=== What to work on ===
The required output is the exact sequence of lines from the line holding "Q: Point to the man's fingers" to the end of the records, inclusive.

=== Point labeling examples ===
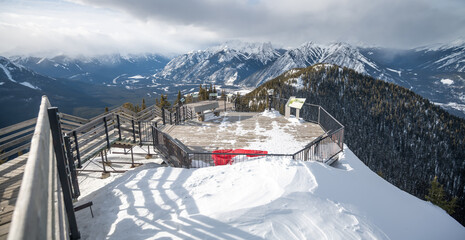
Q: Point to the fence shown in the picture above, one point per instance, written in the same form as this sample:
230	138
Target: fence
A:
16	139
325	148
42	209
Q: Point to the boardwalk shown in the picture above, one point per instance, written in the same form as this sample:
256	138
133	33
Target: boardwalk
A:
239	130
11	175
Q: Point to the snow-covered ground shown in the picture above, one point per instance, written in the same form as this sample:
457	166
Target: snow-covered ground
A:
264	198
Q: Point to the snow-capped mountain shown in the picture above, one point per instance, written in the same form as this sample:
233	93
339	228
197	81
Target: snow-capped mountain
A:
225	64
308	54
100	69
21	90
446	57
435	72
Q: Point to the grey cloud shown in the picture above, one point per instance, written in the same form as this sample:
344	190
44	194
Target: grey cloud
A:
394	23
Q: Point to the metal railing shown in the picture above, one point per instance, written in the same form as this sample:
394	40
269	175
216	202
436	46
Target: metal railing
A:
324	149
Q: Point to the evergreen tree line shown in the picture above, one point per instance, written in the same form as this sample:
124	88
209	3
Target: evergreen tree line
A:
397	133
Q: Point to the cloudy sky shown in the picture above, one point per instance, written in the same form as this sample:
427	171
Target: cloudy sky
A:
50	27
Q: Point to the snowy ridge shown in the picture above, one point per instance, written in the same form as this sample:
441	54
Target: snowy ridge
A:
266	198
225	64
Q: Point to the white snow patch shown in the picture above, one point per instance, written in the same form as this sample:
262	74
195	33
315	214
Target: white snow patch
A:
266	198
7	73
271	114
297	83
137	77
453	105
231	79
27	84
446	81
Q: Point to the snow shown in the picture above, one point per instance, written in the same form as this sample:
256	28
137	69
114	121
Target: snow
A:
266	198
29	85
7	73
137	77
231	79
453	105
446	81
297	83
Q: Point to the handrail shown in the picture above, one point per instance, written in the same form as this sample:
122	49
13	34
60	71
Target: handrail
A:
40	202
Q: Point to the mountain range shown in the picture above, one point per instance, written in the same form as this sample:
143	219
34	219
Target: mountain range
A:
436	72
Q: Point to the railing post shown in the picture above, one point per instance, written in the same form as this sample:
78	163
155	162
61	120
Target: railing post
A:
78	156
163	115
62	171
184	111
106	131
119	127
140	135
133	132
72	168
269	102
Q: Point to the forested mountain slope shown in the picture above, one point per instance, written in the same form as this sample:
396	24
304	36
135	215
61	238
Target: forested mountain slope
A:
395	132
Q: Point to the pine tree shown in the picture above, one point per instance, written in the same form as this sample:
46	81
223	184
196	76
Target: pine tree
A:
436	195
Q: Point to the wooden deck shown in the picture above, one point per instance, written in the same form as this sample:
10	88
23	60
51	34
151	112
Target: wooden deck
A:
238	130
11	175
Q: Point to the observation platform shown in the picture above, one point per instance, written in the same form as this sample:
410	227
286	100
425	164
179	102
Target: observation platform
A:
267	131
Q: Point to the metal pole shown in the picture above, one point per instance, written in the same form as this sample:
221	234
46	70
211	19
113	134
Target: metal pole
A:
119	127
72	168
60	157
140	135
103	162
132	158
78	156
153	137
163	115
106	131
133	132
184	111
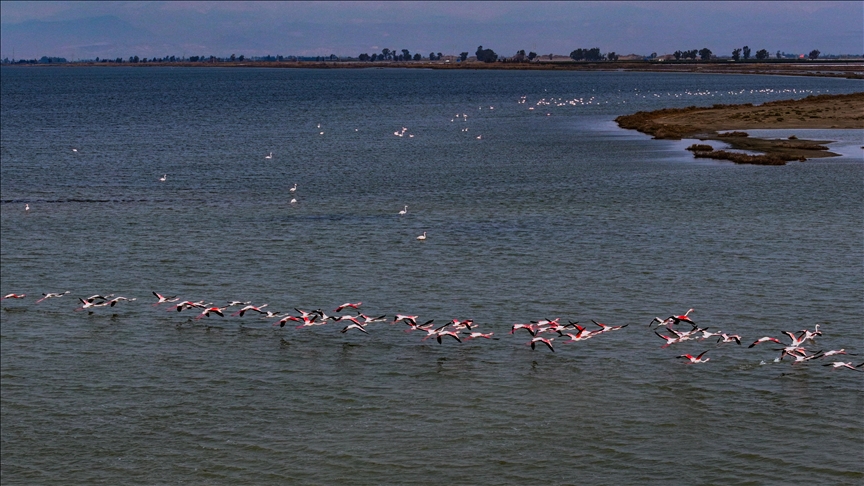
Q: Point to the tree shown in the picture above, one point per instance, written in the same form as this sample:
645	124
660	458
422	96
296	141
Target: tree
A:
486	55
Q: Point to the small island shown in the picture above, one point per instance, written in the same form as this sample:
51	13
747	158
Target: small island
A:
725	123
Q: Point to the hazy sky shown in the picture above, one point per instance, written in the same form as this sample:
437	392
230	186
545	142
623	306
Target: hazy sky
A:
111	29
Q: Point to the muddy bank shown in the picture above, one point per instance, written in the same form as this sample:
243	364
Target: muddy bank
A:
822	111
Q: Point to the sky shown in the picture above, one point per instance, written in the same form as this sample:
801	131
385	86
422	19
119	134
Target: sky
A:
85	30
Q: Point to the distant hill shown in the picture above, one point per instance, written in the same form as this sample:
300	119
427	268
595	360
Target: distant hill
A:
72	38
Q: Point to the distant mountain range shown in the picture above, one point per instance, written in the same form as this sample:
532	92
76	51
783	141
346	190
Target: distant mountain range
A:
83	38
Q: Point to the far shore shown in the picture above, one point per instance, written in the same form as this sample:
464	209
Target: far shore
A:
851	69
726	123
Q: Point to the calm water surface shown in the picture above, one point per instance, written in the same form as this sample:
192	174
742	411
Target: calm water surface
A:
553	212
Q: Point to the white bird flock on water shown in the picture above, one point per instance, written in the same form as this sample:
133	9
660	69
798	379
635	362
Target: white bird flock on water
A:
543	332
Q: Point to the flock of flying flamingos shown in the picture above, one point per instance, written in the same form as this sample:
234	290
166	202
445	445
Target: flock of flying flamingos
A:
543	332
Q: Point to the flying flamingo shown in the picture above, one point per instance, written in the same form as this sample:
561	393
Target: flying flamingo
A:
163	299
608	328
348	304
697	359
214	310
356	325
114	301
840	364
728	338
50	295
249	308
475	335
547	342
763	339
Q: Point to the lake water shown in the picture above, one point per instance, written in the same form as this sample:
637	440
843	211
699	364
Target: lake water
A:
552	212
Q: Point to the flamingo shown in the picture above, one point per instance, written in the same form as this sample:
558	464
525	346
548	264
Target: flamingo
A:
606	328
412	320
547	342
669	340
215	310
50	295
370	320
248	308
662	322
447	333
357	326
163	299
683	317
763	339
114	301
348	304
697	359
236	303
840	364
728	338
475	335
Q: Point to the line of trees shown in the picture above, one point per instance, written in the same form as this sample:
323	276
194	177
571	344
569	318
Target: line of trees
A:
592	54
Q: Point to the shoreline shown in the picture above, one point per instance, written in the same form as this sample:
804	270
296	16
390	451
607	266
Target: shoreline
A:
849	69
728	124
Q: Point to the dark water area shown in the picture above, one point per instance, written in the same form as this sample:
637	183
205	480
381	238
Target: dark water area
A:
552	212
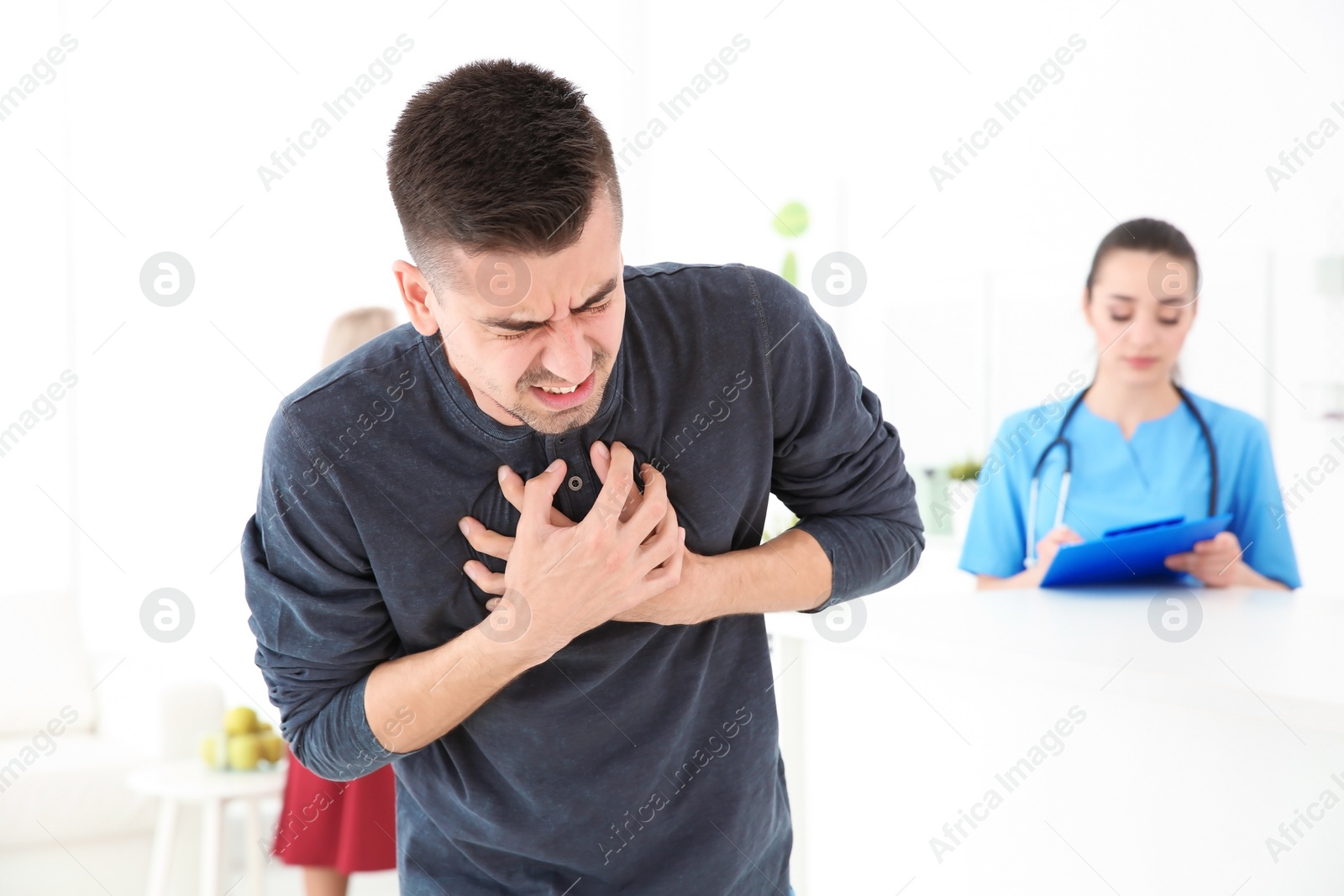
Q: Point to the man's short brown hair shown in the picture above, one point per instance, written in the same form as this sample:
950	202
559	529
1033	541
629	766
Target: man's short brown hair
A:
497	156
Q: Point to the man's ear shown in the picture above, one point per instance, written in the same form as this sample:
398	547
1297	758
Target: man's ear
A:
417	296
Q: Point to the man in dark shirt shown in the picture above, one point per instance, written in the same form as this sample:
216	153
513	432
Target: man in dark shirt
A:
514	546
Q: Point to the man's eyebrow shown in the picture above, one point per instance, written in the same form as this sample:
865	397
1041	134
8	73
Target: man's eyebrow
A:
522	325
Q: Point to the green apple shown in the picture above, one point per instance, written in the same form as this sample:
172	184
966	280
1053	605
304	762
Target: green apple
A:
244	752
241	720
272	747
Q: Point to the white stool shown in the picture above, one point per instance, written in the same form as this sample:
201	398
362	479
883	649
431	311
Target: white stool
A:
190	781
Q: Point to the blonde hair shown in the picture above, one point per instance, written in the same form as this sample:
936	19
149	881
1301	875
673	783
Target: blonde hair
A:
354	328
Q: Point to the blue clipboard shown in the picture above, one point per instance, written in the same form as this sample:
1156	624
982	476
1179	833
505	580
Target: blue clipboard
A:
1132	553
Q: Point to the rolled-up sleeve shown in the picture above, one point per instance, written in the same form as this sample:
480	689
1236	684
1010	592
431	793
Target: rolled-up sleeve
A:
837	465
318	614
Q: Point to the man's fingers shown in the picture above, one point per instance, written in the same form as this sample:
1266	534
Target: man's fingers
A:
601	457
514	488
486	540
652	508
616	490
539	496
484	579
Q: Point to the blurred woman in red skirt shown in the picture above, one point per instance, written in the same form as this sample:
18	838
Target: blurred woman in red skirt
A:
335	828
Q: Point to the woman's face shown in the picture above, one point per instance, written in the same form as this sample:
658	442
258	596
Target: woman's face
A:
1142	308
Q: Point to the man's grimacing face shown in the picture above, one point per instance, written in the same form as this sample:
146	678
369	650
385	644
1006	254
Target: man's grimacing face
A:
519	322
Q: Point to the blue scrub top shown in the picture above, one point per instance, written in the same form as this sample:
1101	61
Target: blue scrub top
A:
1160	472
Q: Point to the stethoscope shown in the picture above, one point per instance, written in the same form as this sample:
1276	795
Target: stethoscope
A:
1068	464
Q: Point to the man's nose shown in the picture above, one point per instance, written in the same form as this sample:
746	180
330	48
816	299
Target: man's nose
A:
566	352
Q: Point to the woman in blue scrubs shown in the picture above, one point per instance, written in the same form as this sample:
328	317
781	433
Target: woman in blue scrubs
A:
1136	441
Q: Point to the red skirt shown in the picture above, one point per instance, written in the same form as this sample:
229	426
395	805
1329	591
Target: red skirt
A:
347	825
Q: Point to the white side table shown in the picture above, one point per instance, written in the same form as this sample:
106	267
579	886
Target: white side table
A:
190	781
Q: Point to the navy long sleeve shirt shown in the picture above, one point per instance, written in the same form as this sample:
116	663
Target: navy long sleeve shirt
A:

=== Expected output ===
Q: Point to the man's fingers shown in the picture above, one point per instance, written in the same form as this sample:
1266	534
Target: man's fingers
A:
601	457
514	488
486	540
652	508
616	490
539	496
484	579
Q: Point to the blurred woman in red skirt shown in the picture above, one point per instance, written in the same form as this sample:
18	838
Target: blurred woman in red skirt
A:
335	828
Q: Point to the woman's face shown in the picture above, one point per instance, written in the same form as this sample:
658	442
258	596
Target: woman's face
A:
1142	308
Q: Point to the man's grimacing face shown in the picture above, one point per instance, written in the same form as this sample:
146	678
369	650
385	644
1006	254
Target: man's grimacing face
A:
519	322
Q: Point to the blue scrub top shown in the picture above, one point per instance, written in the same form as this sample:
1101	61
Target: blue scrub top
A:
1160	472
Q: Point to the stethoscope shown in the picture above, one point per instance, written in the same form as this sample:
1276	795
Target: stethoscope
A:
1068	464
Q: Point to the man's nose shown in the picture above, one point per instance, written in the same form as this sample:
746	180
330	48
816	299
Target: man's nose
A:
566	352
Q: Point to the woman in blue scrubs shown in the picture above, one point per instance, written in the same form as this sample:
328	317
781	433
Target: woman in blue scrubs
A:
1136	441
Q: Point to the red skirt shown in the picture above, one point per instance, written in the same form as this sample:
229	426
395	805
1329	591
Target: red skirt
A:
347	825
Q: Point to the white side table shown in the picture above, one point per instance, written in the same form as this sample:
106	267
579	886
Target: white side table
A:
190	781
Q: Point to the navy long sleeve shirt shown in the picture above, one point per instance, written in the same form as this sample:
116	663
Target: navy long sleeve shirt
A:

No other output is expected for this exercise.